Read the well production patent text below and decide whether each statement agrees with it. Answer yes or no for each, quoting the exact words from the text that decide it.
1. The pulse generator makes a pressure pulse by interrupting the fluid flowing out of the wellbore.
2. The flow-control valve can only be moved to an open position.
3. The controller sets the flow-control valve's position based on a well status it works out from the receiver's signals.

■ Excerpt to read
§ §

Well production optimizing system
Abstract
A method and system for controlling a producing cycle in a well, during the production cycle, for optimizing production from the well including disrupting fluid in a wellbore with a pulse generator to create a pressure pulse transmitted through the fluid in the wellbore, detecting the pressure pulse created and the pressure pulse reflected from objects located within the wellbore, wherein the objects may include a liquid/gas interface and a producing apparatus such as a plunger, converting the detection of the pressure pulse and the reflected pressure pulses to a signal, computing the signals to determine the well status and controlling production of the fluid from the wellbore based on the well status.
Claims
exact text as granted — not AI-modified1. A system for controlling a production cycle in a well, during the production cycle, for optimizing production from the well, the optimizing system comprising:
a flow-control valve in fluid connection with a wellbore, the flow-control valve moveable between a closed position to prevent fluid flow from the wellbore and an open position allowing fluid flow from the wellbore;
a pulse generator positioned in fluid communication with the wellbore such that the fluid flows from the wellbore through the pulse generator, the pulse generator selectively interrupting the fluid flowing from the wellbore causing a pressure pulse to be transmitted in the wellbore;
a receiver in operational connection with the wellbore for receiving the pressure pulse and pressure pulse reflections from a surface in the wellbore and for sending an electrical signal in response to the received pressure pulses; and
a controller in functional connection with the flow-control valve, the pulse generator and the receiver; wherein the controller operates the position of the flow control valve in response to a well status determined by the controller from the receipt and analysis of the electrical signals from the receiver.
2. The system of claim 1 , wherein the controller signals the pulse generator to create a pressure pulse.
3. The system of claim 1 , wherein the surface that reflects the pressure pulse includes a liquid surface.
4. The system of claim 1 , wherein the surface that reflects the pressure pulse includes a plunger.
5. The system of claim 1 , wherein the well status includes the level of the liquid in the wellbore.
6. The system of claim 1 , wherein the well status includes:
the level of the liquid in the wellbore; and
the volume of the liquid in the wellbore.

§ §

■ Extracted material
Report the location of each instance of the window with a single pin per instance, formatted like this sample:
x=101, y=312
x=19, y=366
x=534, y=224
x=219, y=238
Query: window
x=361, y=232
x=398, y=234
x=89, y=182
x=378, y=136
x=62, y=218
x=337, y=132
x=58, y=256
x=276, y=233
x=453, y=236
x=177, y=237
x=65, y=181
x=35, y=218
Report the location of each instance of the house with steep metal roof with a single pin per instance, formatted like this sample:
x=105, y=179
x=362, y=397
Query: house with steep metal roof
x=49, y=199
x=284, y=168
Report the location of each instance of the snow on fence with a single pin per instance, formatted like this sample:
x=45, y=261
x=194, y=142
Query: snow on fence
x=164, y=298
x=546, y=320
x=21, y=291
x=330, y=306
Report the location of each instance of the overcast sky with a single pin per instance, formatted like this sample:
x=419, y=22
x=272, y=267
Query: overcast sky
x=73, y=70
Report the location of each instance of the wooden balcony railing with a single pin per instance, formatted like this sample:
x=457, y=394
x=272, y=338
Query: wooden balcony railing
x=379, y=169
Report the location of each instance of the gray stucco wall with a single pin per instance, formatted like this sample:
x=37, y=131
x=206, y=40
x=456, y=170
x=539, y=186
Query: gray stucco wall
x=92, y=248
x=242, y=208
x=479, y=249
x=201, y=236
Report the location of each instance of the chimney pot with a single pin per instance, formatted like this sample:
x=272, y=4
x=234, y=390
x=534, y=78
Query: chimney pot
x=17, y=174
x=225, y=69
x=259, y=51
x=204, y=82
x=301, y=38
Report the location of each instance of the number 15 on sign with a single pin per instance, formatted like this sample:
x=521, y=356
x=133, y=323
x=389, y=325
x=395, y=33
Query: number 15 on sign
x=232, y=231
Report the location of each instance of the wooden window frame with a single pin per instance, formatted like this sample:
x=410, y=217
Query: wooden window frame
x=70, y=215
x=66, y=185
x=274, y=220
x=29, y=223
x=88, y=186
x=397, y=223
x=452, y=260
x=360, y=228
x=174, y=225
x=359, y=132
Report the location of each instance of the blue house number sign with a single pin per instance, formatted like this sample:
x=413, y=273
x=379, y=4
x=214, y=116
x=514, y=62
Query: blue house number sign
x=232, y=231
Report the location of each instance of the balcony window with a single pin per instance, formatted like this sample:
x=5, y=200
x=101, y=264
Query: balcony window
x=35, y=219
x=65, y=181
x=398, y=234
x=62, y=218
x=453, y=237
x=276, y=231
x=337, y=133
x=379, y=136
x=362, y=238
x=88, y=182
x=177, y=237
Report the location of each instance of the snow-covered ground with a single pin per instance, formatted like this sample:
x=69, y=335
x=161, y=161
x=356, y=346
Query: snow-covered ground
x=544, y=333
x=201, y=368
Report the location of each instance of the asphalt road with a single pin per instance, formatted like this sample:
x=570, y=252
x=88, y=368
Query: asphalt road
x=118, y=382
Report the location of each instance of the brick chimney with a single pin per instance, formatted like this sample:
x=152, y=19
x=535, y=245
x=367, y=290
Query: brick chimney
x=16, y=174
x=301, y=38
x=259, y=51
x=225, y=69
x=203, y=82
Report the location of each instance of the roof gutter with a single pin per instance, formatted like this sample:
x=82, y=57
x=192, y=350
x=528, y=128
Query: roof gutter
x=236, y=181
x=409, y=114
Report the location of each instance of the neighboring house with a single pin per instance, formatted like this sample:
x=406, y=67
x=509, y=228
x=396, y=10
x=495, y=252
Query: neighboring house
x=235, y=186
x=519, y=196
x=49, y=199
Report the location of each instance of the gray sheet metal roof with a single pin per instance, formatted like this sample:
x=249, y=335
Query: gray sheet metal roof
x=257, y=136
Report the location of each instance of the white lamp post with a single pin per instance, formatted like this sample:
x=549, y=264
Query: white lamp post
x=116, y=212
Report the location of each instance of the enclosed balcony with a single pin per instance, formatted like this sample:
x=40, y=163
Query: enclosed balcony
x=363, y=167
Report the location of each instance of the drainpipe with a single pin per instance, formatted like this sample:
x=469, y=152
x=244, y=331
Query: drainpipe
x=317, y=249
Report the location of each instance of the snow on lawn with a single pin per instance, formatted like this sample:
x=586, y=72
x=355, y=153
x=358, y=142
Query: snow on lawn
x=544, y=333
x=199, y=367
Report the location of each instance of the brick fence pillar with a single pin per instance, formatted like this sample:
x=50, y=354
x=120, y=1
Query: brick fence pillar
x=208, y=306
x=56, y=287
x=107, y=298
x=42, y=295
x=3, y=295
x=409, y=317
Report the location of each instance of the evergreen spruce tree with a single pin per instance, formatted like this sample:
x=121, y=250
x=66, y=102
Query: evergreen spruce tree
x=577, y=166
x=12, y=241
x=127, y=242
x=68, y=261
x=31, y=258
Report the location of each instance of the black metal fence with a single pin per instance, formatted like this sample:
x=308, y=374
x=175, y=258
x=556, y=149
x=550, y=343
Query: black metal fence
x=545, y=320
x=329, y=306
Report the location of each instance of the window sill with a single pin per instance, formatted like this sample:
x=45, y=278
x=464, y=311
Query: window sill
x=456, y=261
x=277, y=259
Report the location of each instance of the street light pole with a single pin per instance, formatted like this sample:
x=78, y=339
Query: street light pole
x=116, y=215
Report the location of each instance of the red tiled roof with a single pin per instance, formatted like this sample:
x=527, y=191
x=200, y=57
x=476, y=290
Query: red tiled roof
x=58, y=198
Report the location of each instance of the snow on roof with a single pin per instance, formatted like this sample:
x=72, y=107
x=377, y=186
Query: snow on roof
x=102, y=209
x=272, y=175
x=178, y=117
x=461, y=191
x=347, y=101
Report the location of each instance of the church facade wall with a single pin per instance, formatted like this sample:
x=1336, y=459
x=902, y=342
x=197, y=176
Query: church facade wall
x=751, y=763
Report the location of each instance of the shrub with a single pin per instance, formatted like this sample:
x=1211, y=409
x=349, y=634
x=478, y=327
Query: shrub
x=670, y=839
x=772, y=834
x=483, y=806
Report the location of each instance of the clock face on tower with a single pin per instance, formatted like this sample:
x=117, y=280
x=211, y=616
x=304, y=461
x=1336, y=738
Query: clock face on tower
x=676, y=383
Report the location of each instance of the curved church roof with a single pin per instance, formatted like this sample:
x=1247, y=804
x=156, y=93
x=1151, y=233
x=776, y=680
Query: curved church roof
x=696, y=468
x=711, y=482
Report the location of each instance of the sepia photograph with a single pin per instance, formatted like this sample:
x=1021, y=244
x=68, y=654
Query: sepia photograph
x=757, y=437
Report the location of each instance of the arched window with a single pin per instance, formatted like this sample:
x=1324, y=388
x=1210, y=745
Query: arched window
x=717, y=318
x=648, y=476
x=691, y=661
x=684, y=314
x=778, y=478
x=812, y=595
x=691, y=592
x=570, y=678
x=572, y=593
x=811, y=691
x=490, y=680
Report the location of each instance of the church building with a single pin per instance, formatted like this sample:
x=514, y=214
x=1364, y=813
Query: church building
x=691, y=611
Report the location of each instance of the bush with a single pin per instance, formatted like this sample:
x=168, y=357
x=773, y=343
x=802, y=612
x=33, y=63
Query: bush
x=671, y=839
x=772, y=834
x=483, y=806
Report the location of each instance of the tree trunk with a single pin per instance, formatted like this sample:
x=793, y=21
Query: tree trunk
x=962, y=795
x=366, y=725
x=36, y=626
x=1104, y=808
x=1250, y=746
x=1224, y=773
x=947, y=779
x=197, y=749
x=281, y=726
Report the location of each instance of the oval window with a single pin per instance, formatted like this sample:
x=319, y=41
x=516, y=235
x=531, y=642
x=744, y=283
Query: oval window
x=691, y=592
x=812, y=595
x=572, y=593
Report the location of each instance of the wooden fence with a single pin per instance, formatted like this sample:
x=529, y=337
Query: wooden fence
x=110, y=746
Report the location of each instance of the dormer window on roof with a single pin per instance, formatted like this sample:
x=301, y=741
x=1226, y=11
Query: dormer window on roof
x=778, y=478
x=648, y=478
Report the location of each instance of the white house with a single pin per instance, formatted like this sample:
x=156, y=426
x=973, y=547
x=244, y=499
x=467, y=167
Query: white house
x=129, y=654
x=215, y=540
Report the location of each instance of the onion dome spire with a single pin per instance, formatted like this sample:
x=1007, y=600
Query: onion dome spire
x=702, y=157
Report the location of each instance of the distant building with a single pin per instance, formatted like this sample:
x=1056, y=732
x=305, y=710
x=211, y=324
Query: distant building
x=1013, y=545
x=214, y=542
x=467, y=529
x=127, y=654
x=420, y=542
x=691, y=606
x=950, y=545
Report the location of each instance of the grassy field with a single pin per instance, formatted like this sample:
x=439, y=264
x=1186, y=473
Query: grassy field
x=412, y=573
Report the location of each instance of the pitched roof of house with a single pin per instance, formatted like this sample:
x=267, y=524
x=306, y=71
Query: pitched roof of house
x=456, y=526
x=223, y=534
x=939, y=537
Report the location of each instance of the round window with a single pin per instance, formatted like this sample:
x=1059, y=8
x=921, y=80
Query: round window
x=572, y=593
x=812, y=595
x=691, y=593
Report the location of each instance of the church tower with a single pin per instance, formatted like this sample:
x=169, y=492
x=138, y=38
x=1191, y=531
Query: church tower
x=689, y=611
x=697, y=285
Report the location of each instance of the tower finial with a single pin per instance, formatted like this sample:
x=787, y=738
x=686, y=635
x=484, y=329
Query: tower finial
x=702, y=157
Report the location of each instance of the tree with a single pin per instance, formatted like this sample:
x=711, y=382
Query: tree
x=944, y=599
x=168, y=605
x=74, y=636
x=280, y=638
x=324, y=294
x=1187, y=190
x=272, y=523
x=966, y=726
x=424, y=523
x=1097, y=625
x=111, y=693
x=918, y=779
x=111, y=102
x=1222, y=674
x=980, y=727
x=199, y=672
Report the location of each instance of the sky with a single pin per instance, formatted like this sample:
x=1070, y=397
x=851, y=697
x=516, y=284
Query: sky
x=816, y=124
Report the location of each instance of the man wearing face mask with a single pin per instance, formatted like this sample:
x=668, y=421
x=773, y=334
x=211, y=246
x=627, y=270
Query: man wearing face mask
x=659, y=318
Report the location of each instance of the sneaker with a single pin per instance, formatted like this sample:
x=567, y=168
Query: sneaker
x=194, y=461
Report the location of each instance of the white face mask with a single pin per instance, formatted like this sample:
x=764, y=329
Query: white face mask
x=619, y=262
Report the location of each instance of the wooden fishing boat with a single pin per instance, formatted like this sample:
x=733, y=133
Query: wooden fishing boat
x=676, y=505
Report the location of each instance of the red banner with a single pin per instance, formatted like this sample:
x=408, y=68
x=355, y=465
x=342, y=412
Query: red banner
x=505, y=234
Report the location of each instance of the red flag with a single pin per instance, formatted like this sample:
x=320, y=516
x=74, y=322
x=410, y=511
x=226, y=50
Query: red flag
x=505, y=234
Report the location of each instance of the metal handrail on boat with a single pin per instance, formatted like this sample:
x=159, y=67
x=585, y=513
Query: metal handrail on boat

§ §

■ Written response
1. Yes: "the pulse generator selectively interrupting the fluid flowing from the wellbore causing a pressure pulse to be transmitted in the wellbore"
2. No: "the flow-control valve moveable between a closed position to prevent fluid flow from the wellbore and an open position allowing fluid flow from the wellbore"
3. Yes: "the controller operates the position of the flow control valve in response to a well status determined by the controller from the receipt and analysis of the electrical signals from the receiver"